**Texto seleccionado**
Abdicación y coronación por propia voluntad. La
continuidad dinástica asegurada de forma leal en tiempo real y con los
personajes que la deciden conscientes, vivos y atentos a las razones que
los motivan y a las causas que estas producen. Es la monarquía holandesa, que asegura su futuro instalándose en él.
No hay institución más veterana, excepción hecha de la Iglesia Católica,
en la Europa occidental que la monarquía sanguínea. Por
ello, probablemente, aprenden y se adaptan con velocidad a las evidencias
de cada tiempo.
Aquí
parece que siempre es más difícil lo que debería ser evidentemente
sencillo. Los monárquicos más conspicuos se esmeran en
atribuir normalidad a la situación actual de nuestra Casa Real, pero es
una quimera, un intento vano. La Casa Real está afectada de una
especie de aluminosis que corroe sus estructuras más importantes, dejando
el edificio de la Corona al descubierto, de tal forma que cualquiera pude ver lo que los exégetas del rey se empeñan en negar.
La
caída del Rey en Botsuana, la estúpida apología de su fortaleza, el
ridículo número de su hospitalización, son hechos visibles de que ‘la
primera familia’, según el argot norteamericano, padece los rigores de
un agotamiento que se reproduce, cuando no se ceba, en la institución.
Pero
con todo, obviando el decepcionante matrimonio de la hija mayor, lo más
grave no es que el marido de la segunda sea un presunto delincuente y un
evidente golfo, sino que se vaya descubriendo la gelatina pegajosa en la
que se asentaba el tiempo disponible de todos y cada uno de
ellos, haciendo golferías, banalidades, aprovechándose de sus cargos,
convertidos en una suerte de oportunistas y desvergonzados que se
jactaban – el duque empalmado – de su posición por encima de la vida y
el destino de los españoles.
Si se llega a demostrar que el Rey recibía a dignatarios o personajes en función de las comisiones cobradas por su yerno, la abdicación real no sólo será un bien caritativo con su propia trayectoria, sino una demanda objetiva de un país que no está, bajo ningún criterio, al servicio de esta feria de vanidades
que rodea a La Zarzuela y a sus ambiciosos personajes.Todos ellos, por
cierto, en línea de sucesión para ocupar la jefatura del Estado.
Ser monárquico, hoy, implica algo más que gritar viva el Rey.

**Información extraída**
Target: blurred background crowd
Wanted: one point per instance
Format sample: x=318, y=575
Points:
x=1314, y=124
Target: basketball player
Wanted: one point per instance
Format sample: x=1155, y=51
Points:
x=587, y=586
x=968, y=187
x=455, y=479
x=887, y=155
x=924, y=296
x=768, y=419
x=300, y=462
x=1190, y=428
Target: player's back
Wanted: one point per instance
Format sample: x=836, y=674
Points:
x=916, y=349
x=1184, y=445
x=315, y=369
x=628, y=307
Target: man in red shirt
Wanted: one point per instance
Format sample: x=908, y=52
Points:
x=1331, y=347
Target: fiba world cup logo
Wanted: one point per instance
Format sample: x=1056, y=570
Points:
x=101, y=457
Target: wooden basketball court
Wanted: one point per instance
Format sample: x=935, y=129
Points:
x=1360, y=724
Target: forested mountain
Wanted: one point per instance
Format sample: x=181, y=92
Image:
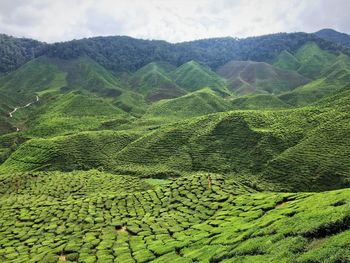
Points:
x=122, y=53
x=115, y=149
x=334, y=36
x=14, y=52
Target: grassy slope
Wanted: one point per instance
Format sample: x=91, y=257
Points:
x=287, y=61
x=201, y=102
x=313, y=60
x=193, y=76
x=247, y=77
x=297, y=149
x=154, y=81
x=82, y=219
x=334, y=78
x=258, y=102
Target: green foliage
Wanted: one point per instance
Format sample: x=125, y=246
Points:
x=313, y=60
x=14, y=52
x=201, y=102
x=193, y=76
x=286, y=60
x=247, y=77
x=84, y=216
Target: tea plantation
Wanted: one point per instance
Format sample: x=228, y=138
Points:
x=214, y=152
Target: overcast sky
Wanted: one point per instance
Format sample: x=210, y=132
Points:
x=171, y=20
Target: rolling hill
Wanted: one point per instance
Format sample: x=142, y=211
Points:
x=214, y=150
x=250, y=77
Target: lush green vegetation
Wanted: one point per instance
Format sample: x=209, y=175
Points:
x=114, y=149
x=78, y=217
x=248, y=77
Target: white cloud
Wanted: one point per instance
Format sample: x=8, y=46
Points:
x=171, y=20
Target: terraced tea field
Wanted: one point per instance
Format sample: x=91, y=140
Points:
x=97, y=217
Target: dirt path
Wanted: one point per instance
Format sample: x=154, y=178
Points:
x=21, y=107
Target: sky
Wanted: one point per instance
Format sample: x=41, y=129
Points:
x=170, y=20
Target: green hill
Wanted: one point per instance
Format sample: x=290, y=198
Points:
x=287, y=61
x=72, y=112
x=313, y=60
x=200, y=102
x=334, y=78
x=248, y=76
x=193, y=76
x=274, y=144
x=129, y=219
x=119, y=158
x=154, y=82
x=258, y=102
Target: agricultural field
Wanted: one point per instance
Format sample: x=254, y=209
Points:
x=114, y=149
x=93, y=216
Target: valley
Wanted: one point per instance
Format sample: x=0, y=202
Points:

**Ejercicios propuestos**
1. Resuma en una sola oración el párrafo del artículo sobre la Casa Real que comienza con "La caída del Rey en Botsuana". Conserve sus hechos principales.
2. Cite textualmente el pasaje del artículo sobre la Casa Real que se abre con las palabras que contienen "Abdicación y coronación" y se cierra con "de cada tiempo.".

**Soluciones**
1. La caída del Rey en Botsuana, la apología de su fortaleza y su hospitalización demuestran que la familia real, "la primera familia" en el argot norteamericano, sufre un agotamiento que se reproduce en la institución e incluso se ceba en ella.

2.
Abdicación y coronación por propia voluntad. La
continuidad dinástica asegurada de forma leal en tiempo real y con los
personajes que la deciden conscientes, vivos y atentos a las razones que
los motivan y a las causas que estas producen. Es la monarquía holandesa, que asegura su futuro instalándose en él.
No hay institución más veterana, excepción hecha de la Iglesia Católica,
en la Europa occidental que la monarquía sanguínea. Por
ello, probablemente, aprenden y se adaptan con velocidad a las evidencias
de cada tiempo.